Goal: Give back the material below without any changes, from its first line up to and including the line with "[584,239,658,265]".

#### Exercise input ####

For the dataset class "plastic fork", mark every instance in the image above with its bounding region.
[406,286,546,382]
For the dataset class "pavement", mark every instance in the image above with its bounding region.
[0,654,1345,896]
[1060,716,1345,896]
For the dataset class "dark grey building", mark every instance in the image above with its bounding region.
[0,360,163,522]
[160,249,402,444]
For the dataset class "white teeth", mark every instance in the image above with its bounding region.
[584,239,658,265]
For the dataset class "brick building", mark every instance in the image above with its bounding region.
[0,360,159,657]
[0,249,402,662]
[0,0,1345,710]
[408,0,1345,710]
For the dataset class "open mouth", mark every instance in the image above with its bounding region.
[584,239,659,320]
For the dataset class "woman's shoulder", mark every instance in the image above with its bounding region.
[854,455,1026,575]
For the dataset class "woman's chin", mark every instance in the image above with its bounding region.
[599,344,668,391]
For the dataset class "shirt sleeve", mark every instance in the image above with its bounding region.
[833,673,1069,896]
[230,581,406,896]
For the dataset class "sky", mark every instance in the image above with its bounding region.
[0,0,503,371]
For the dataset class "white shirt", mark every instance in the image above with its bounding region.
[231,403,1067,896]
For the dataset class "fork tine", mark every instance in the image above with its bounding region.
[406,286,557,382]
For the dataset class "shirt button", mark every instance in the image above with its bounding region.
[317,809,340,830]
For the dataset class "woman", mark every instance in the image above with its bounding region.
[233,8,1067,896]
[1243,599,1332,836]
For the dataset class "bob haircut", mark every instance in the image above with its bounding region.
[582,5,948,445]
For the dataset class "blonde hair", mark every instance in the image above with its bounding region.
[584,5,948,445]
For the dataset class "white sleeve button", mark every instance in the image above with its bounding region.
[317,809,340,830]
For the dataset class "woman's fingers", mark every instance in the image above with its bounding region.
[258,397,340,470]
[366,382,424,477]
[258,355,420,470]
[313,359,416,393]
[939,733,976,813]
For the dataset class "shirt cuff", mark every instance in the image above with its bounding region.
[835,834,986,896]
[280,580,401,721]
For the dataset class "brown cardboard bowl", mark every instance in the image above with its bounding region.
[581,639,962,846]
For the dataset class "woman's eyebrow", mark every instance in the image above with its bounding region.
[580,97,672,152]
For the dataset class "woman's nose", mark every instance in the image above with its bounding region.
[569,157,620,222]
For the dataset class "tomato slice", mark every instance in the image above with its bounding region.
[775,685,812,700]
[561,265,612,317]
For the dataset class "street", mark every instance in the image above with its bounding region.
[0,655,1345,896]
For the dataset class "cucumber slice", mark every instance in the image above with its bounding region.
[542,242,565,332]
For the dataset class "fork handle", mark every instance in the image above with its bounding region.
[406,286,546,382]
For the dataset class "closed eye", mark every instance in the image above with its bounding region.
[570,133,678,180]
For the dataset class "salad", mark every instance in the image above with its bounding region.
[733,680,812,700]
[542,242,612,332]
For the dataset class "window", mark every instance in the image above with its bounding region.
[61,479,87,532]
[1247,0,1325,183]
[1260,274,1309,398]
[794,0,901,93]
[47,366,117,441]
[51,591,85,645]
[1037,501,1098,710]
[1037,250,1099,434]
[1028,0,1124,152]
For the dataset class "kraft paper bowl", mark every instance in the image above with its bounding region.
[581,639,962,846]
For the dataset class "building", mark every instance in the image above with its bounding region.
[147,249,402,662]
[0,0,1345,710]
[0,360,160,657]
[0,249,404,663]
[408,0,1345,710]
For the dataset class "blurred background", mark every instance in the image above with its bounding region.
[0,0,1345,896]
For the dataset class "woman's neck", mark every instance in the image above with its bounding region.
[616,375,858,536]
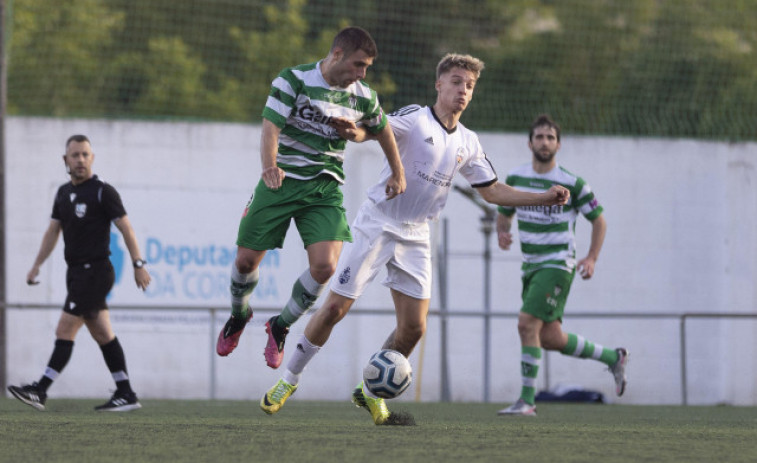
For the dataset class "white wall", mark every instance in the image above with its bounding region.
[4,118,757,405]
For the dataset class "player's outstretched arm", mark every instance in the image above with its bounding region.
[497,214,513,251]
[376,123,407,199]
[260,119,286,190]
[576,215,607,280]
[477,182,570,206]
[376,123,407,199]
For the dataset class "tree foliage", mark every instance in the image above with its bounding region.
[8,0,757,140]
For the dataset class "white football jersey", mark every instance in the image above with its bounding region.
[368,105,497,223]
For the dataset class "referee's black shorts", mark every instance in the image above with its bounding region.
[63,258,116,319]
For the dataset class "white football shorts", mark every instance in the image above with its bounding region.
[330,200,431,299]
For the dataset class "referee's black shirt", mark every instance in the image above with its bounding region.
[52,175,126,266]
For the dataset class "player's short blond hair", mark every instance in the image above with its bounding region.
[436,53,484,79]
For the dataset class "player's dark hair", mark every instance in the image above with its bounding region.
[528,114,560,141]
[436,53,484,79]
[66,135,92,148]
[331,26,378,58]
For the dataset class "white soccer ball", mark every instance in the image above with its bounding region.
[363,349,413,399]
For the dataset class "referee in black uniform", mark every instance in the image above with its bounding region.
[8,135,150,411]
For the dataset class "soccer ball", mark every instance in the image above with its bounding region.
[363,349,413,399]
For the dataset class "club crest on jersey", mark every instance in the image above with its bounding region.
[455,146,466,164]
[339,267,351,284]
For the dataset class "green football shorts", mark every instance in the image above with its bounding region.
[520,267,575,323]
[237,175,352,251]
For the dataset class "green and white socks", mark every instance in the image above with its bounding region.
[520,346,541,405]
[561,333,618,366]
[229,265,260,320]
[276,269,326,328]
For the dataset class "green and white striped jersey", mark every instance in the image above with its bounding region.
[498,163,603,275]
[263,61,387,183]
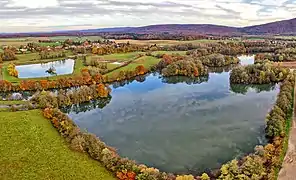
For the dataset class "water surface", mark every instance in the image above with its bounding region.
[64,56,278,174]
[16,59,75,78]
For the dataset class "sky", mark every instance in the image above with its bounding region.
[0,0,296,32]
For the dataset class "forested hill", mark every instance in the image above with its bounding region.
[0,18,296,37]
[240,18,296,35]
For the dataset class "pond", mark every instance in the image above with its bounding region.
[63,56,279,174]
[16,59,75,78]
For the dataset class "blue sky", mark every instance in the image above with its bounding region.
[0,0,296,32]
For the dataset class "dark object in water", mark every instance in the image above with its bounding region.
[46,67,57,74]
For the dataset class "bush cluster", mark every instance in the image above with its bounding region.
[230,63,290,84]
[43,108,182,180]
[31,84,111,109]
[39,51,66,59]
[7,63,18,77]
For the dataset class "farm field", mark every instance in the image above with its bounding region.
[0,37,294,180]
[0,110,114,180]
[115,39,235,46]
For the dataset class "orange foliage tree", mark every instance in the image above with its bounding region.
[135,65,147,75]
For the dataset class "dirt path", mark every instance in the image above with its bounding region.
[278,77,296,180]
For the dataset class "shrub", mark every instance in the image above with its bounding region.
[70,135,86,152]
[7,63,18,77]
[176,175,194,180]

####

Solution for this task:
For the dataset class "plastic fork", mark every instance in the image above with its bounding region.
[406,286,546,382]
For the dataset class "pavement", mark every instance in the image above with its bounding region.
[0,654,1345,896]
[1060,716,1345,896]
For the dataset class "dark grey building", mark every instance in the image above with its bounding region.
[0,360,163,522]
[160,249,402,444]
For the dataset class "white teeth", mark every instance in the image above with its bounding region.
[584,239,658,265]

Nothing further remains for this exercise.